Rows from a dataset
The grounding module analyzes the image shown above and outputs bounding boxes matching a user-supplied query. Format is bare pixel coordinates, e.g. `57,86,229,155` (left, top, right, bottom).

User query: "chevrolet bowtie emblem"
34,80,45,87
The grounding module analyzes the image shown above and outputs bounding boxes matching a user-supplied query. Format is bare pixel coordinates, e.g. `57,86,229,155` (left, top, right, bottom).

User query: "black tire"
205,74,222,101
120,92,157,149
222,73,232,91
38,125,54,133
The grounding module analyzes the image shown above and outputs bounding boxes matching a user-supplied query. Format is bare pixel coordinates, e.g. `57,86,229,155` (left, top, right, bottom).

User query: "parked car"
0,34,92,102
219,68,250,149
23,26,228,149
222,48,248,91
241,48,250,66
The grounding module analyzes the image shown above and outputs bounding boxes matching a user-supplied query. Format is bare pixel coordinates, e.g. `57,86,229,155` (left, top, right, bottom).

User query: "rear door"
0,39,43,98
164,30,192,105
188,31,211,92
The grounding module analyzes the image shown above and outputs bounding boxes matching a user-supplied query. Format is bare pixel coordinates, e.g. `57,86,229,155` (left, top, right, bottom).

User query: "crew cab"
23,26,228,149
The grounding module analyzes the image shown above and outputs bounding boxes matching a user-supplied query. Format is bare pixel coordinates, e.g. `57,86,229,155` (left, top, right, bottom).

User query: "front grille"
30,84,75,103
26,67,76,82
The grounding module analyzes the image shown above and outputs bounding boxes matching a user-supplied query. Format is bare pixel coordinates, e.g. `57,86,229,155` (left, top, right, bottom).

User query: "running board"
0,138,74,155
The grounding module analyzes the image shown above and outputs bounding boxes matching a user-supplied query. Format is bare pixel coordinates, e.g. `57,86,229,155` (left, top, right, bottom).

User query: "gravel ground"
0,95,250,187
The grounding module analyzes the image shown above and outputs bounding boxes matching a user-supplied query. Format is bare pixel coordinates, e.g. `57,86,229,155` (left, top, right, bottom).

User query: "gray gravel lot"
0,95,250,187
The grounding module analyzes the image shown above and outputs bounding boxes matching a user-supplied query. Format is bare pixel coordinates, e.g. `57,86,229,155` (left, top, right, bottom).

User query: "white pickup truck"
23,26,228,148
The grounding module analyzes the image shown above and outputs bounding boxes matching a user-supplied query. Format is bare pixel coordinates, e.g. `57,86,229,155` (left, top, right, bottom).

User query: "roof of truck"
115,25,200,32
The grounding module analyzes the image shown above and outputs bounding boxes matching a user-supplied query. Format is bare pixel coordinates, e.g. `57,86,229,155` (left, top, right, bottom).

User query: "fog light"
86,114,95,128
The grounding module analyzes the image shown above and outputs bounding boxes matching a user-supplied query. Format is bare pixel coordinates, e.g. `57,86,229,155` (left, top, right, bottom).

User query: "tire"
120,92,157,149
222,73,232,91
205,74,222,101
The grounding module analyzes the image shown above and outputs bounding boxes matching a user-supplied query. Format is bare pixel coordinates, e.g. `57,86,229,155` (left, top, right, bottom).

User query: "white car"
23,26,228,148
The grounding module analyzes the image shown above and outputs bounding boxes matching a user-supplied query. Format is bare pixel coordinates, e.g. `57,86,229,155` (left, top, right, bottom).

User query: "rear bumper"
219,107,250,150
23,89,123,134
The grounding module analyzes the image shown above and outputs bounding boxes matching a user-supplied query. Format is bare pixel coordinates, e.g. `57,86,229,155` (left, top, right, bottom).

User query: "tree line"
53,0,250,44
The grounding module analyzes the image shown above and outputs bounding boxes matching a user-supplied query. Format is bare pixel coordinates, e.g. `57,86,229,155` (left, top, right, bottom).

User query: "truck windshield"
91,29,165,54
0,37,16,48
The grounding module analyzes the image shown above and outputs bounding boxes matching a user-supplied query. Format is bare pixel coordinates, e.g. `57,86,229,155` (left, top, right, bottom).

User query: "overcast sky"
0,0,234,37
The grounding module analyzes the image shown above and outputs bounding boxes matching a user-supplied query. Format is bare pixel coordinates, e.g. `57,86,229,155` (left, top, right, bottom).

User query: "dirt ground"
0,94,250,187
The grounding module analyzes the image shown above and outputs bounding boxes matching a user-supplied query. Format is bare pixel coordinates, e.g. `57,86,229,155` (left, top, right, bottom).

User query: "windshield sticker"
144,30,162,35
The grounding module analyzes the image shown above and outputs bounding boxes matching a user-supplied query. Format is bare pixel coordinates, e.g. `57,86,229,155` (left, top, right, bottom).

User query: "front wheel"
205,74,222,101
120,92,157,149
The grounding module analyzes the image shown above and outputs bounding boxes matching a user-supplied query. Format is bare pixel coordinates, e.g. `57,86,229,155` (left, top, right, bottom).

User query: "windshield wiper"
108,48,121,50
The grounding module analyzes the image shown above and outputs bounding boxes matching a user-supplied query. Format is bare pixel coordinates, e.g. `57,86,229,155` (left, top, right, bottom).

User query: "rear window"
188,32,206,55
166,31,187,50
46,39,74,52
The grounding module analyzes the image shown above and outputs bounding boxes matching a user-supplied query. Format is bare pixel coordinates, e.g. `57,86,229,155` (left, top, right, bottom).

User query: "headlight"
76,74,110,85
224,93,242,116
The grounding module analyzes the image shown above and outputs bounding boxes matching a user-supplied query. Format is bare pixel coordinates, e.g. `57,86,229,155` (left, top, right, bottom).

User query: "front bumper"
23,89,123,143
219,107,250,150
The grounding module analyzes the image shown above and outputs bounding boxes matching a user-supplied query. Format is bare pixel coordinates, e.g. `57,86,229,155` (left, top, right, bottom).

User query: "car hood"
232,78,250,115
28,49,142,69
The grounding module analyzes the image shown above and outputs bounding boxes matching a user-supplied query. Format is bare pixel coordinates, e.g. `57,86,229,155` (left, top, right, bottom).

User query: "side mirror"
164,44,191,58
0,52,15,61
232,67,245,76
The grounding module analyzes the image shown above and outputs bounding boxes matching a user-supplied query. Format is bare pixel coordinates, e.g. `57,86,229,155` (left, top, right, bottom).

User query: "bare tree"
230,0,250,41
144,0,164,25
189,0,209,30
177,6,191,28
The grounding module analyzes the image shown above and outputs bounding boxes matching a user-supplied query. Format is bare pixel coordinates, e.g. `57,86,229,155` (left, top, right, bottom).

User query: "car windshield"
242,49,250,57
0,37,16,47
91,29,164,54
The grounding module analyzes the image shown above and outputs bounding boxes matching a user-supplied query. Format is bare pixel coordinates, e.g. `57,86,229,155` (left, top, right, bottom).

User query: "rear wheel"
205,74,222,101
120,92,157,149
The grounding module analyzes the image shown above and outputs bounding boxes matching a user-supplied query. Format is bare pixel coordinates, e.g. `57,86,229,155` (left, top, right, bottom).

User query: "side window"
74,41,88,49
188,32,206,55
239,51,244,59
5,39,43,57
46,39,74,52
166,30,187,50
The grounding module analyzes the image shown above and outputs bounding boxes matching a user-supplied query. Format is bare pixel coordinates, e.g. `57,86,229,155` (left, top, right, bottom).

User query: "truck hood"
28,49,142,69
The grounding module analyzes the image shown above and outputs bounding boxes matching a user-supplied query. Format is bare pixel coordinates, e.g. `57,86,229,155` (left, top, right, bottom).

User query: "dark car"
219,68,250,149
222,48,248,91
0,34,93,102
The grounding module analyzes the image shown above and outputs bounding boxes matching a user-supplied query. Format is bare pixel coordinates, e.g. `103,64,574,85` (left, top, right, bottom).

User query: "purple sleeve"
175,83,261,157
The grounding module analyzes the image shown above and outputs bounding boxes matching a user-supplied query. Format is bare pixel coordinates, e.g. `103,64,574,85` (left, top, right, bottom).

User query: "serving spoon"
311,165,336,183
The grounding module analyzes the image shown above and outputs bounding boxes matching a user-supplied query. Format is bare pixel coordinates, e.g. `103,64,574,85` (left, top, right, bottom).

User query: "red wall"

Stated problem: Copy out the rows word for word, from the very first line through the line that contains "34,80,45,87", with that line included.

Written reply:
The grounding module analyzes the image shown above and outputs bounding boxes matching a user-supplied query. Format is bare pixel coordinates, e.g. `57,86,229,155` (left, top, right, bottom).

User query: "chevrolet bowtie emblem"
34,80,45,87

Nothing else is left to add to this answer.